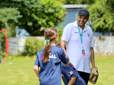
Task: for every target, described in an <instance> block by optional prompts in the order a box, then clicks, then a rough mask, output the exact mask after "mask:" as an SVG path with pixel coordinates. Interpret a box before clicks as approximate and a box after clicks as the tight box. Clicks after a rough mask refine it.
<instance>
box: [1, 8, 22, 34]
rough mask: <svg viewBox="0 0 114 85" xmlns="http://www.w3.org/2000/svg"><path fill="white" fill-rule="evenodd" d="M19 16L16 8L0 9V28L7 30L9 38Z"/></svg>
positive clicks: (14, 27)
mask: <svg viewBox="0 0 114 85" xmlns="http://www.w3.org/2000/svg"><path fill="white" fill-rule="evenodd" d="M20 17H21V15H20V13H19V11H18V10H17V9H16V8H0V28H5V29H8V30H9V31H10V32H8V35H9V36H12V35H13V34H12V33H13V31H15V24H16V23H18V18H20Z"/></svg>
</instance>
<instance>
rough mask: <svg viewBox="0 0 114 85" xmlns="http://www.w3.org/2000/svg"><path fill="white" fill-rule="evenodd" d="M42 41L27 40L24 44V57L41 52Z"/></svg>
mask: <svg viewBox="0 0 114 85" xmlns="http://www.w3.org/2000/svg"><path fill="white" fill-rule="evenodd" d="M43 45H44V42H43V40H39V39H37V38H33V37H32V38H27V39H26V42H25V52H24V55H29V56H32V55H35V54H36V53H37V51H39V50H41V48H42V47H43Z"/></svg>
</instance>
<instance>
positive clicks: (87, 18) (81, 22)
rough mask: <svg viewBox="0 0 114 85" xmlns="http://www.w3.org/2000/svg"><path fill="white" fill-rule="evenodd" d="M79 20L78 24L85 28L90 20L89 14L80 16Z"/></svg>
mask: <svg viewBox="0 0 114 85" xmlns="http://www.w3.org/2000/svg"><path fill="white" fill-rule="evenodd" d="M77 20H78V25H79V26H80V27H82V28H83V27H84V26H85V24H86V22H87V21H88V17H87V16H78V19H77Z"/></svg>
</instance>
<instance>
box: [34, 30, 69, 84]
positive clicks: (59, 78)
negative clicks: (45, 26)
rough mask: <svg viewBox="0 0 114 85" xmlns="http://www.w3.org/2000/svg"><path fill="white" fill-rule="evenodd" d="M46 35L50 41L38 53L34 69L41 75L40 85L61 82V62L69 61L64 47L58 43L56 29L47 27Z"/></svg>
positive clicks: (48, 39) (55, 83) (65, 61)
mask: <svg viewBox="0 0 114 85" xmlns="http://www.w3.org/2000/svg"><path fill="white" fill-rule="evenodd" d="M44 36H45V38H46V39H48V41H49V43H47V45H46V46H45V48H44V49H42V50H41V51H40V52H39V53H38V54H37V58H36V61H35V65H34V71H35V73H36V74H37V75H38V76H39V81H40V85H62V84H61V62H62V63H64V64H67V63H68V60H67V59H66V57H65V54H64V51H63V49H62V48H60V47H59V46H57V45H56V38H57V31H56V29H47V30H46V31H45V32H44Z"/></svg>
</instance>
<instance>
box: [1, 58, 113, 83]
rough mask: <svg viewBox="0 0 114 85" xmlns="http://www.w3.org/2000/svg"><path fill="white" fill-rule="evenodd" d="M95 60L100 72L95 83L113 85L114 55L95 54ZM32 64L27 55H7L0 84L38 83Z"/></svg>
mask: <svg viewBox="0 0 114 85" xmlns="http://www.w3.org/2000/svg"><path fill="white" fill-rule="evenodd" d="M96 62H97V66H98V68H99V73H100V76H99V79H98V82H97V84H96V85H114V57H112V56H108V57H105V56H104V57H103V56H101V57H100V56H97V57H96ZM33 65H34V60H33V59H31V58H29V57H13V59H12V58H11V57H9V58H8V59H7V62H6V64H0V85H39V84H38V79H37V77H36V75H35V74H34V72H33ZM89 85H92V84H90V83H89Z"/></svg>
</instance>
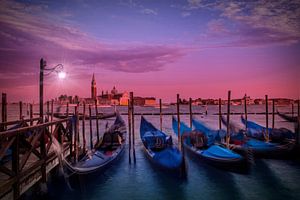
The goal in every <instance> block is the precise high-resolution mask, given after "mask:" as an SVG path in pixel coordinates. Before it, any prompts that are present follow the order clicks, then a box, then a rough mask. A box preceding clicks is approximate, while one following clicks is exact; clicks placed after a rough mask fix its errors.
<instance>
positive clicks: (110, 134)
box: [65, 114, 126, 177]
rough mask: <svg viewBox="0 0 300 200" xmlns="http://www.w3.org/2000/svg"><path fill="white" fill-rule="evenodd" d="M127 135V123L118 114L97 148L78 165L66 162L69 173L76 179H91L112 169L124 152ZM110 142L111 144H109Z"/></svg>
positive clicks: (85, 156)
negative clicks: (84, 177)
mask: <svg viewBox="0 0 300 200" xmlns="http://www.w3.org/2000/svg"><path fill="white" fill-rule="evenodd" d="M125 134H126V125H125V122H124V121H123V120H122V118H121V117H120V115H119V114H118V115H117V118H116V120H115V123H114V124H113V125H112V126H111V127H110V129H109V130H108V131H106V132H105V133H104V135H103V137H102V140H101V141H100V142H99V145H95V146H96V147H97V148H95V149H92V150H91V151H89V152H87V153H86V154H85V155H84V156H83V157H82V158H81V159H80V160H79V161H78V162H76V163H69V162H67V161H66V162H65V164H66V165H67V167H68V170H69V172H71V174H72V176H75V177H76V176H81V177H83V176H86V177H90V176H93V175H94V174H97V173H99V172H102V171H103V170H105V169H107V168H108V167H110V166H111V165H112V164H113V163H114V162H115V161H117V160H118V159H119V158H120V157H121V156H122V154H123V152H124V149H125V142H126V135H125ZM108 139H110V140H108ZM116 139H117V140H116ZM108 142H109V144H107V143H108ZM116 142H117V143H116Z"/></svg>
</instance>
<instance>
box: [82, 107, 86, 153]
mask: <svg viewBox="0 0 300 200" xmlns="http://www.w3.org/2000/svg"><path fill="white" fill-rule="evenodd" d="M82 114H83V116H82V148H83V151H85V149H86V140H85V102H83V111H82Z"/></svg>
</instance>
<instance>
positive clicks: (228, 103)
mask: <svg viewBox="0 0 300 200" xmlns="http://www.w3.org/2000/svg"><path fill="white" fill-rule="evenodd" d="M230 96H231V91H230V90H229V91H228V103H227V132H226V133H227V134H226V146H227V148H228V147H229V141H230V128H229V127H230V126H229V120H230Z"/></svg>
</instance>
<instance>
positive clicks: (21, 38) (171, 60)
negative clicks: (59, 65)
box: [0, 1, 184, 73]
mask: <svg viewBox="0 0 300 200" xmlns="http://www.w3.org/2000/svg"><path fill="white" fill-rule="evenodd" d="M1 4H2V5H1V14H0V25H1V30H0V41H1V46H0V66H1V69H0V73H8V72H10V73H12V72H14V73H18V72H20V71H21V72H28V73H30V72H37V70H38V67H37V66H38V62H39V59H40V58H41V57H46V59H47V60H50V61H51V60H53V61H56V62H61V61H67V62H69V64H70V65H71V66H72V67H78V68H85V67H90V66H96V67H99V68H103V69H107V70H112V71H121V72H130V73H141V72H150V71H158V70H163V67H164V66H165V65H167V64H169V63H172V62H174V61H176V60H177V59H179V58H180V57H182V56H184V49H183V48H180V47H175V46H167V45H143V44H141V45H136V46H135V47H132V46H131V47H128V46H124V45H121V46H112V45H109V44H105V43H103V42H101V41H98V40H96V39H93V38H92V37H90V36H89V35H87V34H86V33H83V32H82V31H80V30H79V29H78V28H76V27H74V26H71V25H68V24H67V23H65V22H60V23H57V21H51V20H47V18H46V17H45V16H42V17H41V16H36V15H32V13H31V12H29V13H28V10H24V9H23V7H22V4H20V3H15V2H6V1H3V2H1ZM11 8H13V9H11ZM29 8H31V7H29ZM32 9H34V10H35V12H38V9H44V8H40V7H38V8H35V7H33V8H31V9H29V10H32ZM41 13H42V12H41ZM41 13H40V14H41ZM41 15H42V14H41ZM29 52H30V53H29ZM49 64H51V63H49ZM54 64H55V63H54ZM24 66H26V67H24Z"/></svg>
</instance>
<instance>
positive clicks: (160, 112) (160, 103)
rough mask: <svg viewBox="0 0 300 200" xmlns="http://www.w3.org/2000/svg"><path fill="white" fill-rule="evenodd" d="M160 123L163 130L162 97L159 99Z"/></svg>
mask: <svg viewBox="0 0 300 200" xmlns="http://www.w3.org/2000/svg"><path fill="white" fill-rule="evenodd" d="M159 124H160V131H162V103H161V99H159Z"/></svg>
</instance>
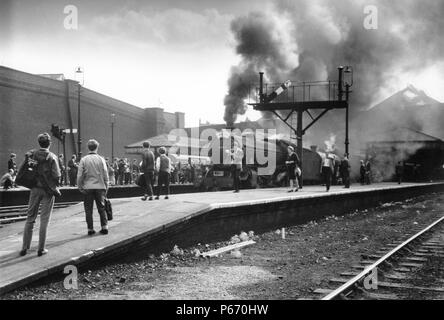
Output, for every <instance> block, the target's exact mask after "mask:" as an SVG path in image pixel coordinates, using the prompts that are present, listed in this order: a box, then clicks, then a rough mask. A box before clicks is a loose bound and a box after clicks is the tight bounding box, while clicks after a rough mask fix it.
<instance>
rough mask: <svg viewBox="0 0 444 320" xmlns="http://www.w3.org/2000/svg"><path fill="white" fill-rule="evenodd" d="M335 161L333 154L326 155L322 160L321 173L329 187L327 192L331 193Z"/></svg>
mask: <svg viewBox="0 0 444 320" xmlns="http://www.w3.org/2000/svg"><path fill="white" fill-rule="evenodd" d="M334 161H335V158H334V156H333V154H331V153H326V155H325V158H324V159H323V160H322V168H321V173H322V177H323V179H324V181H325V185H326V187H327V192H329V191H330V186H331V176H332V174H333V171H334Z"/></svg>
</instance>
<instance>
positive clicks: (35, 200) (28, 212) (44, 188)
mask: <svg viewBox="0 0 444 320" xmlns="http://www.w3.org/2000/svg"><path fill="white" fill-rule="evenodd" d="M37 140H38V143H39V145H40V149H39V150H31V151H29V152H28V153H27V154H26V159H25V161H26V162H28V163H29V162H33V163H34V164H35V170H37V177H36V181H35V186H34V187H33V188H31V191H30V194H29V203H28V212H27V218H26V223H25V230H24V232H23V247H22V250H21V251H20V255H21V256H24V255H25V254H26V252H27V250H29V249H30V247H31V241H32V232H33V229H34V223H35V220H36V218H37V215H38V214H39V207H40V205H41V211H40V231H39V246H38V251H37V255H38V256H39V257H40V256H42V255H44V254H46V253H48V250H47V249H46V248H45V244H46V231H47V229H48V225H49V220H50V217H51V213H52V209H53V207H54V199H55V194H60V193H59V192H58V190H57V186H58V184H59V181H60V180H59V179H60V168H59V163H58V159H57V156H56V155H55V154H53V153H52V152H50V151H49V147H50V145H51V137H50V136H49V134H47V133H43V134H40V135H39V136H38V139H37ZM23 165H24V164H23Z"/></svg>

About this task —
Reproduce the lines from the one containing "135V123L118 114L97 148L78" through the one containing "positive clicks: (85, 156)", inclusive, changing "rough mask" to "coarse mask" and keeping everything else intact. Output only those lines.

Answer box —
coarse mask: <svg viewBox="0 0 300 200" xmlns="http://www.w3.org/2000/svg"><path fill="white" fill-rule="evenodd" d="M127 135V123L118 114L97 148L78 165L66 162L69 173L76 179H91L112 169L124 152ZM110 142L111 144H109Z"/></svg>
positive clicks: (85, 156)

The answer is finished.